Last year, we discussed the future of cancer treatment, how to take innovation to the masses, and the challenges and opportunities for women in science fields. We dove into exclusive lab spaces through 360‎-degree videos and took an intimate look at a group of friends who came of age as the opioid epidemic morphed into a national nightmare.


Here’s our lineup for this year. And it is even more convenient because our events will all be on Tuesday, Oct. 9 at Broad Institute of MIT and Harvard in Cambridge. We’ll treat you to coffee, snacks, and, I’m certain, engaging conversation around the following topics:

CRISPR: from lab to clinic
8:15 a.m.-9:30 a.m.
Advances in use of the CRISPR genome editing technology have been arriving at breakneck speed. But even as the first clinical trials of the technique are expected to start before the end of the year, scientists have found that CRISPR might in some circumstances pose unexpected risks to patients. Join us for a panel discussion — led by Senior Science Writer Sharon Begley — that explores the newest forms and uses of CRISPR, its potential to cure now-incurable diseases, and the challenges of turning a revolutionary lab technique into a therapy. Register here.

The path forward for women in science
10 a.m.-11:15 a.m.

==================================================

Work task A ::
Retype the event lineup between "Advances in use" and "therapy. Register here.", inclusive.
Work task B ::
Extend the event lineup from its final line, "10 a.m.-11:15 a.m."
The listing that comes next has nothing to do with the event lineup.

Data excerpts ::
==================================================

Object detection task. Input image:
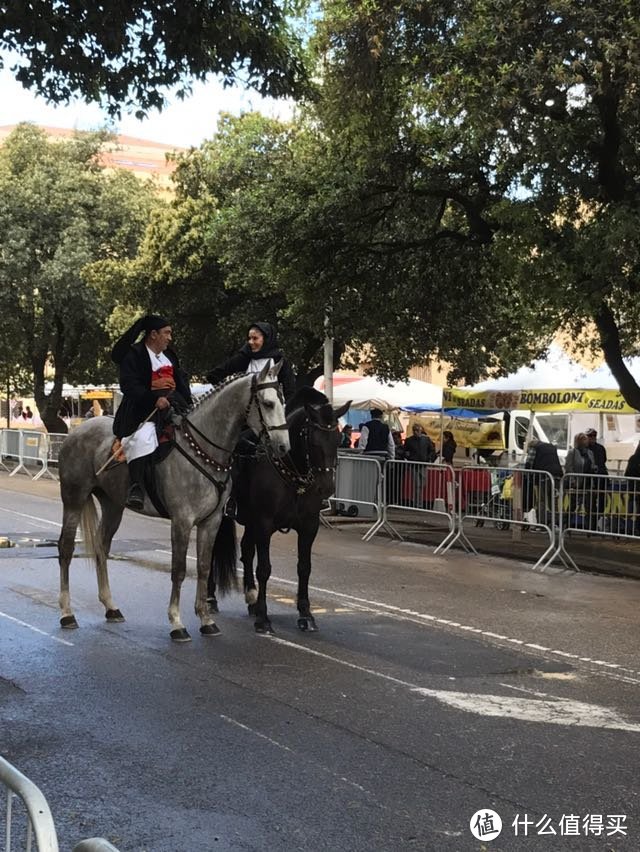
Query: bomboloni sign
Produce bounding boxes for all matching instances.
[442,388,636,414]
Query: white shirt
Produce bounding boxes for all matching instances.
[246,358,273,373]
[146,346,173,372]
[358,426,396,459]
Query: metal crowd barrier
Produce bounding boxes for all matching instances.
[0,757,118,852]
[376,460,456,553]
[328,453,382,541]
[547,473,640,571]
[0,429,66,480]
[0,757,58,852]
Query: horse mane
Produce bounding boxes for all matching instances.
[187,373,247,414]
[284,385,329,417]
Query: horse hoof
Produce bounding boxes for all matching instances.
[169,627,191,642]
[104,609,124,624]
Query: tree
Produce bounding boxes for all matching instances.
[91,114,344,382]
[0,125,154,431]
[0,0,304,116]
[308,0,640,408]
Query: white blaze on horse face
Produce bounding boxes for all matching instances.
[247,364,291,456]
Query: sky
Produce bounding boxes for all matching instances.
[0,60,292,148]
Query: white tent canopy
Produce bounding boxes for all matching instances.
[314,373,442,411]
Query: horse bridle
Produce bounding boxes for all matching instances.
[173,373,287,493]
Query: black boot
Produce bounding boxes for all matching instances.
[125,457,145,512]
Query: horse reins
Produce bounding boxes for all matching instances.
[173,374,287,494]
[267,419,336,496]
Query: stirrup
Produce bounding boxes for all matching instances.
[125,484,144,511]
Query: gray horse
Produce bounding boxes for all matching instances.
[58,365,289,642]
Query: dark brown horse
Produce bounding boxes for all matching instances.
[209,388,351,633]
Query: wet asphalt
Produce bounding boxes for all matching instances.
[0,475,640,852]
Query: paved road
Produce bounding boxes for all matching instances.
[0,477,640,852]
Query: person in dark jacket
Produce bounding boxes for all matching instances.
[404,423,436,462]
[340,423,353,450]
[111,314,191,510]
[207,321,296,402]
[358,408,396,459]
[522,438,562,524]
[440,429,458,464]
[584,429,609,476]
[624,444,640,535]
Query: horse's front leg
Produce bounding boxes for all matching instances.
[297,516,320,630]
[240,527,258,615]
[195,512,221,636]
[254,530,273,633]
[168,518,192,642]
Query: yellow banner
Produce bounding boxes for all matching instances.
[442,388,636,414]
[407,415,505,450]
[80,391,113,399]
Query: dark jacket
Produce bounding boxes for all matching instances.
[404,435,436,462]
[624,450,640,478]
[113,341,191,438]
[441,438,458,464]
[364,420,389,453]
[207,322,296,401]
[525,441,562,479]
[589,441,609,476]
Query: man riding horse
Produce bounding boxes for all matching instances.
[111,314,191,511]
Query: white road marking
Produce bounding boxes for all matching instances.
[0,506,62,527]
[268,636,640,733]
[220,713,370,793]
[157,550,640,683]
[0,612,73,648]
[271,576,640,683]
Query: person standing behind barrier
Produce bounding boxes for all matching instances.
[358,408,396,459]
[624,444,640,535]
[440,429,458,465]
[584,429,609,476]
[340,423,353,450]
[404,423,436,462]
[404,423,436,506]
[585,428,609,517]
[564,432,596,529]
[523,438,562,525]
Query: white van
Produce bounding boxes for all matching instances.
[481,409,640,474]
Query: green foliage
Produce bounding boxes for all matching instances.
[0,0,305,116]
[0,125,153,430]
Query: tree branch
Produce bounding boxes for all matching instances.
[593,302,640,411]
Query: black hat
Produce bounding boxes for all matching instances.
[111,314,171,364]
[138,314,171,333]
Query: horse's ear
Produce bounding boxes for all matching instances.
[258,361,271,384]
[304,402,322,423]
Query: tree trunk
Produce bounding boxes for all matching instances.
[594,302,640,411]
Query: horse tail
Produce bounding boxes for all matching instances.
[210,515,238,595]
[80,494,106,560]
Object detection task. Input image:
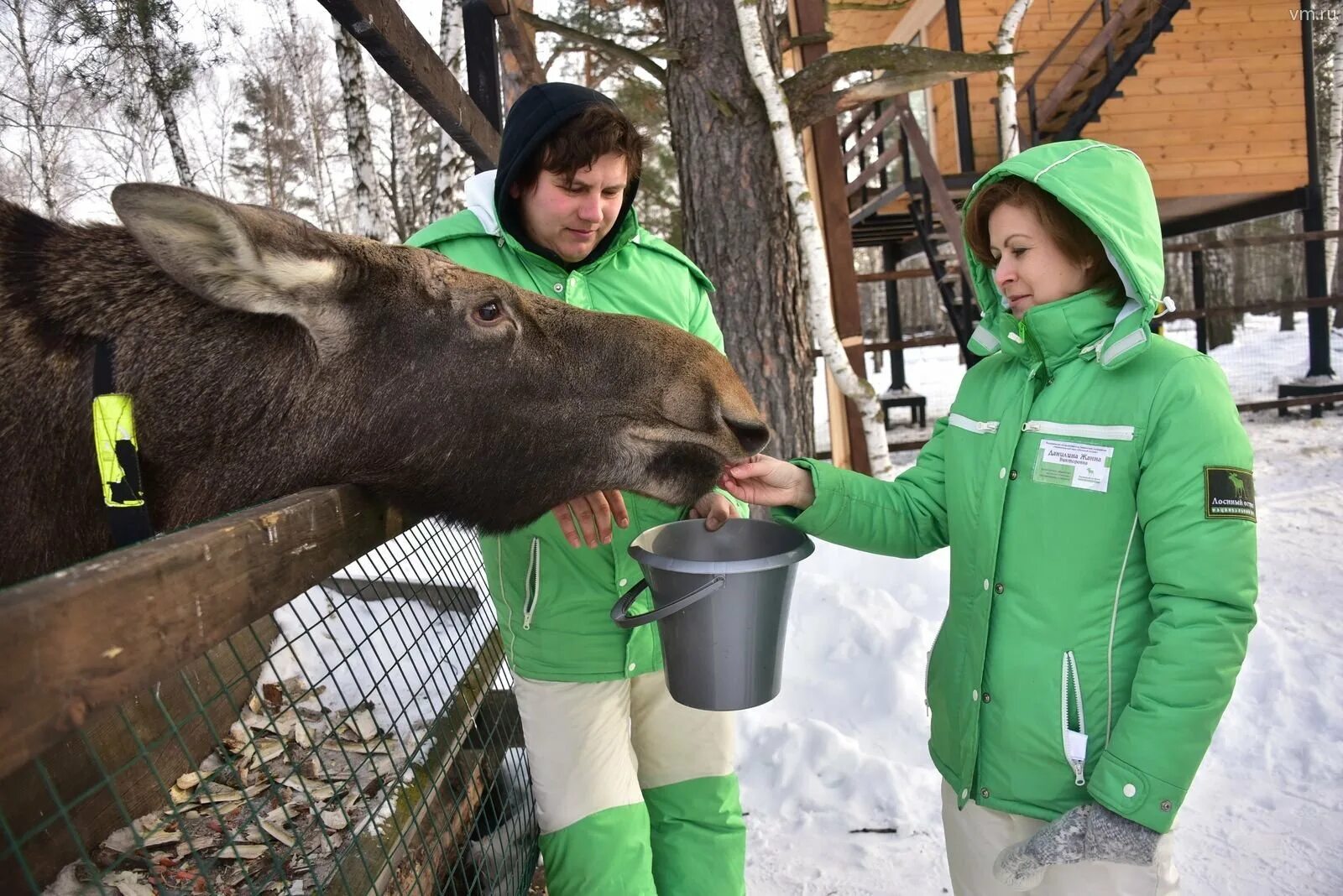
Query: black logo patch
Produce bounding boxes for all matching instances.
[1204,466,1257,524]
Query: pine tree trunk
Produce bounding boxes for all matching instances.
[427,0,473,221]
[666,0,815,457]
[332,18,387,240]
[136,4,196,189]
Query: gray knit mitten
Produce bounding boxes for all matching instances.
[994,804,1162,891]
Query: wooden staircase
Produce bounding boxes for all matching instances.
[1022,0,1190,143]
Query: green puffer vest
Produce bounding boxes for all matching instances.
[776,141,1257,831]
[405,172,747,681]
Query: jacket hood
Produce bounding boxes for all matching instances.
[494,82,640,268]
[965,139,1173,369]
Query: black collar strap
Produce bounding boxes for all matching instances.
[92,339,154,547]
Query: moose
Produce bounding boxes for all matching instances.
[0,184,768,586]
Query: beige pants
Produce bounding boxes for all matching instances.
[942,781,1179,896]
[515,672,736,834]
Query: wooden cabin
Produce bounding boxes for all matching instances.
[792,0,1328,470]
[830,0,1311,233]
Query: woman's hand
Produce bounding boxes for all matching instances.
[689,491,741,533]
[551,488,630,547]
[719,455,817,510]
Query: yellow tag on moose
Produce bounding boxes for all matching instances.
[92,394,145,507]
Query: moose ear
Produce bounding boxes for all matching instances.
[112,184,351,354]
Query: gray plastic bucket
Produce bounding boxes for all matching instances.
[611,519,815,710]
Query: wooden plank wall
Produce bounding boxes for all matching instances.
[928,0,1308,199]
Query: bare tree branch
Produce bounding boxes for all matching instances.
[783,44,1016,130]
[515,9,667,86]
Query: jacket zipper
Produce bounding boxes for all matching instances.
[1063,650,1086,787]
[522,538,541,632]
[924,628,942,716]
[1021,419,1133,441]
[947,413,998,432]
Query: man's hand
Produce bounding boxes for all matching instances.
[551,488,630,547]
[994,804,1162,891]
[690,491,741,533]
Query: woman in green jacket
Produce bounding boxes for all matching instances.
[723,141,1257,896]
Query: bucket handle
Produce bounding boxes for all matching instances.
[611,576,723,629]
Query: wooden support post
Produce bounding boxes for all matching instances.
[1190,253,1207,354]
[945,0,975,173]
[881,242,909,389]
[462,0,504,138]
[792,0,871,473]
[320,0,499,169]
[1301,0,1336,378]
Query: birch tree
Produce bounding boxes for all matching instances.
[0,0,65,215]
[62,0,201,186]
[994,0,1032,159]
[332,18,387,240]
[736,0,896,479]
[428,0,472,220]
[278,0,338,229]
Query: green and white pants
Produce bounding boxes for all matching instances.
[515,672,747,896]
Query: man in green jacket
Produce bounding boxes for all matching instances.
[724,139,1257,896]
[407,83,745,896]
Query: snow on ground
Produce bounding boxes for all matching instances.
[739,314,1343,896]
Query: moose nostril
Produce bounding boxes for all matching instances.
[723,417,770,455]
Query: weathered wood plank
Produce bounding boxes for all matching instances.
[0,616,280,893]
[0,486,414,778]
[320,0,499,168]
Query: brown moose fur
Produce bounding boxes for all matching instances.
[0,184,767,585]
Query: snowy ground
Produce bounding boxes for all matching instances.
[739,315,1343,896]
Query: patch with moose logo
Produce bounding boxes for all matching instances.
[1204,466,1257,524]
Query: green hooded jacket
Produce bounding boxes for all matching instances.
[405,172,747,681]
[776,139,1257,831]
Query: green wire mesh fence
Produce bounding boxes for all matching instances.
[0,520,537,896]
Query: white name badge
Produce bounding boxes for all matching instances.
[1032,439,1115,491]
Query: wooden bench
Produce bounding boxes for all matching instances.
[881,392,928,430]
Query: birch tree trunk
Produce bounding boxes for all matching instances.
[426,0,470,222]
[7,0,56,215]
[736,0,895,480]
[665,0,817,457]
[136,3,196,189]
[994,0,1032,159]
[284,0,336,229]
[332,18,387,240]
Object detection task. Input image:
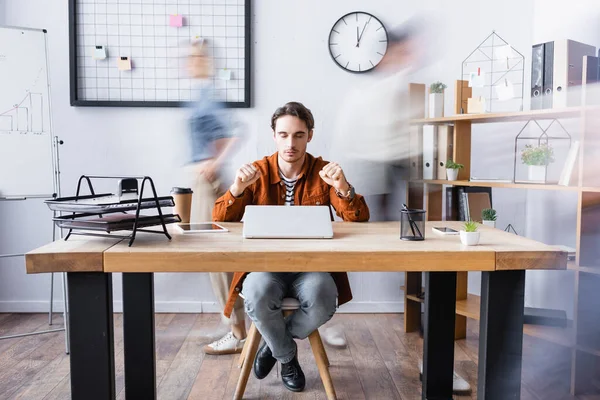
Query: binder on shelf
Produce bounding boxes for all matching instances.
[542,42,554,109]
[531,40,596,110]
[531,43,545,110]
[552,40,596,108]
[437,125,454,179]
[423,125,437,179]
[409,125,423,179]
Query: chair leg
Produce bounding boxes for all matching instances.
[233,324,262,400]
[317,331,331,367]
[308,330,337,400]
[238,324,256,368]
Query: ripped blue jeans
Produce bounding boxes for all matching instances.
[242,272,337,364]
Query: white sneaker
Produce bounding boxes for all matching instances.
[452,371,471,393]
[321,328,348,349]
[419,360,471,393]
[204,332,246,356]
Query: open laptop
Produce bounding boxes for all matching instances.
[244,206,333,239]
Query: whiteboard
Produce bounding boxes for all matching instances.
[0,26,55,198]
[69,0,251,107]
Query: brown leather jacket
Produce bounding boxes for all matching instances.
[213,153,369,317]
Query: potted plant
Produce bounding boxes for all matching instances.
[521,143,555,182]
[460,221,479,246]
[429,82,447,118]
[446,160,465,181]
[481,208,498,228]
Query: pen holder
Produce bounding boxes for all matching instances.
[400,209,425,240]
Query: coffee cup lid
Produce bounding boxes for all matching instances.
[171,187,194,194]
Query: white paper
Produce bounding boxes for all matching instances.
[92,46,106,60]
[217,68,231,81]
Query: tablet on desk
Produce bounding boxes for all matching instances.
[431,226,458,235]
[176,222,228,235]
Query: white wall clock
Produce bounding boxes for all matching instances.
[329,11,388,73]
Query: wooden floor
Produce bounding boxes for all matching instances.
[0,314,600,400]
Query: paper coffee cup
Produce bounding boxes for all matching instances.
[171,187,194,224]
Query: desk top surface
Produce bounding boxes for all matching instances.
[26,221,567,273]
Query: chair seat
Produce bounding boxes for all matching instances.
[239,293,300,311]
[281,297,300,311]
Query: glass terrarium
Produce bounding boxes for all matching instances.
[460,31,525,114]
[514,120,571,184]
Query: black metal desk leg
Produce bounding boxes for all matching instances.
[477,271,525,400]
[123,273,156,400]
[67,272,115,400]
[423,272,456,400]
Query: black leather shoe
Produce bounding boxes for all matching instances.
[281,356,306,392]
[252,342,277,379]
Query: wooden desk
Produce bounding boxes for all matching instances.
[26,222,567,400]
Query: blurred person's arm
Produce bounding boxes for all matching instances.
[213,164,261,222]
[197,137,238,182]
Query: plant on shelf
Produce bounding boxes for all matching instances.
[429,82,447,118]
[481,208,498,228]
[460,221,480,246]
[429,81,448,93]
[446,160,465,181]
[521,143,555,182]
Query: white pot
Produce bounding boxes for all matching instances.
[460,231,479,246]
[527,165,546,182]
[481,219,496,228]
[429,93,444,118]
[446,168,458,181]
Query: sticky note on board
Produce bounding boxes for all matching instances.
[117,57,131,71]
[169,15,183,28]
[92,46,106,60]
[217,68,231,81]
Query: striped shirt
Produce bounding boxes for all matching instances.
[279,170,298,206]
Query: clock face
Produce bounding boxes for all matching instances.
[329,11,387,72]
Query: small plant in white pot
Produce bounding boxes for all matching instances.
[429,82,447,118]
[521,143,555,183]
[460,221,479,246]
[481,208,498,228]
[446,160,465,181]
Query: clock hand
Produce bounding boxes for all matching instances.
[356,18,371,47]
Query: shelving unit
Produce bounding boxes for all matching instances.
[411,179,580,192]
[403,81,600,394]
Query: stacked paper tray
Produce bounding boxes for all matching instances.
[45,193,175,214]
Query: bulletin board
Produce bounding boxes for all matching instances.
[69,0,251,108]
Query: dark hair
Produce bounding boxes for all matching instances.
[271,101,315,132]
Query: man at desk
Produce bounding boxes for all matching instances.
[213,102,369,392]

==================================================

Task result A ::
Advances in use of the CRISPR genome editing technology have been arriving at breakneck speed. But even as the first clinical trials of the technique are expected to start before the end of the year, scientists have found that CRISPR might in some circumstances pose unexpected risks to patients. Join us for a panel discussion — led by Senior Science Writer Sharon Begley — that explores the newest forms and uses of CRISPR, its potential to cure now-incurable diseases, and the challenges of turning a revolutionary lab technique into a therapy. Register here.

Task result B ::
In the past year, the worlds of medicine and science have been part of a broad reckoning about the obstacles that can block women from advancing and feeling comfortable in the workplace. Universities, hospitals, and life sciences companies are launching and expanding gender diversity initiatives, but what’s really moving the needle? San Francisco Correspondent Rebecca Robbins will lead a discussion about what’s changing — and what’s not — in laboratories, executive suites, and boardrooms. Register here.


How are AI and Big Data disrupting drug discovery?
12 p.m.-1 p.m.
Drug development is a costly and uncertain process. Companies spend billions of dollars developing new drugs only to find out they don’t work so well in the real world. But the increasing utility of artificial intelligence is promising to make this work cheaper, faster, and more effective. STAT’s disruption reporter, Casey Ross, will lead a thought provoking conversation with key industry experts about how drug developers, doctors, and bioinformatics researchers are using artificial intelligence to revolutionize the search for breakthrough therapies. Register here.

It’ll be a spectacular day of meaningful connections and thought-provoking discussion. All three events are free. We hope you will join us.